— Page excerpt —
══════

WASHINGTON - I would like to join Vice President Biden and Secretary Kerry in welcoming Vice Premier Liu, Vice Premier Wang, State Councilor Yang, and the entire Chinese delegation to Washington for this seventh meeting of the Strategic and Economic Dialogue.  I particularly welcome the opportunity to co-chair our Economic Track discussions with Vice Premier Wang, with whom I have worked so closely over the last several years, and who has played a central role in strengthening our bilateral economic cooperation over the past few years. 
 
The Strategic & Economic Dialogue is a key mechanism for generating practical cooperation on issues across our relationship and has led to important, tangible results for both sides.  It also provides an opportunity for frank, high-level discussions in areas in which we have concerns, and need to manage our differences, and to work through issues to prepare for a productive leaders meeting in September. 
 
Over the next two days, we will address a range of economic issues of importance to the American and Chinese peoples.  These include promoting strong, sustainable and balanced growth, enhancing financial sector reform and stability, and emphasizing our joint responsibilities in upholding high governance and standards in the international economic system. 
 
We will also discuss candidly — and work to make progress on — areas of concern such as cybersecurity, barriers to open trade and investment, and exchange rate reform.

══════

— Provided data —
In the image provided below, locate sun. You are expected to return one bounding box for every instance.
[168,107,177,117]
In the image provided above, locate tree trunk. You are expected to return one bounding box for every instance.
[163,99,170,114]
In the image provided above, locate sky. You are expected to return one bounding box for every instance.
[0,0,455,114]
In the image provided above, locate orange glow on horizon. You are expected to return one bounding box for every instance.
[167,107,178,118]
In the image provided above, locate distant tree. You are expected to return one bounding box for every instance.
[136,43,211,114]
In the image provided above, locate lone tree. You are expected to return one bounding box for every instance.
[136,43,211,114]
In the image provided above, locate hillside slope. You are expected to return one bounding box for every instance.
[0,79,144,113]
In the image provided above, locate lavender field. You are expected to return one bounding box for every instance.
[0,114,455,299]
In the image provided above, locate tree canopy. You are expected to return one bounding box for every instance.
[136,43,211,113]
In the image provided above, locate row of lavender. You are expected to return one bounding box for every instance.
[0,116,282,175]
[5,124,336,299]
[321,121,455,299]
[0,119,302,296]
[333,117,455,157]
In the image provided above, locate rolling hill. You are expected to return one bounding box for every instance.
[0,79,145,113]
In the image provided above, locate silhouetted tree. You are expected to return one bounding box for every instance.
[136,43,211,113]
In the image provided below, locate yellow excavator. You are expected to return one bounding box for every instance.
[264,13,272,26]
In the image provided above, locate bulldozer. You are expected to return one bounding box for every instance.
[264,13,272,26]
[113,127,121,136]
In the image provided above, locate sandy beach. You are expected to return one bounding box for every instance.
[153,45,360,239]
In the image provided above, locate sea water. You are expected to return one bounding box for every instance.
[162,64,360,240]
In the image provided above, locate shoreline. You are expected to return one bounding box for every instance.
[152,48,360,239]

══════

— Exercise A —
Decide whether each statement below agrees with the Strategic and Economic Dialogue remarks. Answer yes or no for each, quoting the words of the remarks that decide it. (i) The meeting being opened is the seventh meeting of the Strategic and Economic Dialogue. (ii) The speaker co-chairs the Economic Track discussions with Vice Premier Liu. (iii) The discussions are scheduled to run over three days.
— Exercise B —
Return, word for word, the part of the Strategic and Economic Dialogue remarks that begins at the words "Over the next" and stops after the words "international economic system.".
— Exercise C —
Resume the Strategic and Economic Dialogue remarks from their last sentence.

— Exercise output A —
(i) Yes: "this seventh meeting of the Strategic and Economic Dialogue"
(ii) No: "co-chair our Economic Track discussions with Vice Premier Wang"
(iii) No: "Over the next two days"

— Exercise output B —
Over the next two days, we will address a range of economic issues of importance to the American and Chinese peoples.  These include promoting strong, sustainable and balanced growth, enhancing financial sector reform and stability, and emphasizing our joint responsibilities in upholding high governance and standards in the international economic system.

— Exercise output C —
Together, the United States and China account for a third of global GDP and nearly 40 percent of recent global growth.  We have an enormous stake in each other’s economic performance.  As the world’s two largest economies, a mutually beneficial economic relationship is of great importance not only to the prosperity of our own peoples, but to the health and development of the global economy. 
 
The U.S. economy has strengthened in the past year, led by strong private demand.  Though growth slowed somewhat in early 2015 — in part due to temporary factors— the near-term outlook and momentum remain strong.  Improved labor market conditions, along with the recent sharp decline in energy prices, have been a boon for consumers, helping to lift consumer confidence to its highest level in a decade.
 
Continued strong growth in China, particularly growth based increasingly on domestic demand, is also essential to global growth and prosperity.  We support China’s economic reform agenda, including efforts to allow the market to play a more decisive role in the economy and rely more on consumption to drive China’s economic growth.  As part of these reforms, it is critical that China continue to move to a more market-determined exchange rate and a more transparent exchange rate policy. 
 
We have a shared interest and a joint responsibility to pursue policies that support the global economy as well as uphold and continue to improve the global economic and financial architecture.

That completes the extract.